▶ [DOCUMENT EXTRACT]:
Last updated Fri Mar 15 12:45 EDT 2019
Due-date: Monday, 3/18/19.
You are required to do all of the problems below. You will not be required to hand them all in. I have indicated below which ones you do have to hand in on the due-date. Don't make the mistake of thinking that I'm collecting only the problems I think are important.
The "due date" above is the date that your written-up problems should be handed in, but don't wait to get started on the assignment. You should always get started on problems as soon as we cover the relevant material in class.
A. Rosenlicht Chap. VI/ 7 (see note below), 13, 15–20. Of these, hand in only 7, 13, 15, 16, 20.
- Note on #7: A function \(f:[a,b]\to {\bf R}\) (or, more generally, \(f:[a,b]\to X\), where \(X\) is any metric space) is called piecewise continuous if there exists a partition \( \{x_0, \dots, x_N\} \) of \([a,b]\) such that (i) the restriction of \(f\) to the open interval \( (x_{j-1},x_j) \) is continuous, \(1\leq j\leq N\); (ii) \(\lim_{x\to x_j-}f(x)\) and \(\lim_{x\to x_j+}f(x)\) exist, \(1\leq j\leq N-1\); and (iii) \( \lim_{x\to a+} f(x)\) and \( \lim_{x\to b-} f(x)\) exist. The function \(f\) in problem 7 is not assumed piecewise-continuous; condition (i) is assumed, but not conditions (ii) and (iii). For example, the function \(f:[0,1]\to {\bf R}\) defined by \(f(x)=\sin \frac{1}{x}\) for \(x\neq 0\), and \(f(0)=0\), is continuous except at the single point \(0\), but is not piecewise continuous (since \(\lim_{x\to 0+} \sin\frac{1}{x}\) does not exist). If you're able to do this problem only under the stronger assumption that \(f\) is piecewise continuous, that's still worth something, but recognize that you're adding an assumption that's not stated in the problem.

▶ [PROBLEMS TO WORK ON]:
1. According to the assignment, which Rosenlicht problems must be handed in?
2. From the assignment, return the stretch from "You are required" through "think are important.".
The data after this point come from a separate source.

▶ [RECORDED DATA]:
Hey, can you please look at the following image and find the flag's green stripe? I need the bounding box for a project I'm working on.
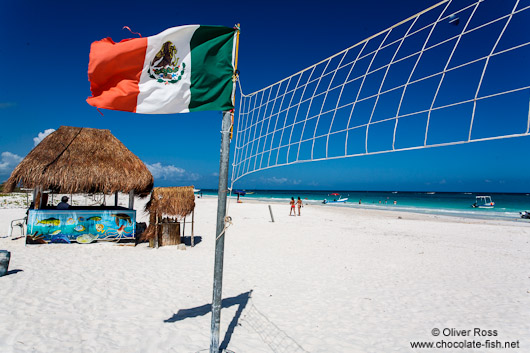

▶ [ANSWERS PER TASK]:
1. Problems 7, 13, 15, 16, and 20 from Chapter VI.

2.
You are required to do all of the problems below. You will not be required to hand them all in. I have indicated below which ones you do have to hand in on the due-date. Don't make the mistake of thinking that I'm collecting only the problems I think are important.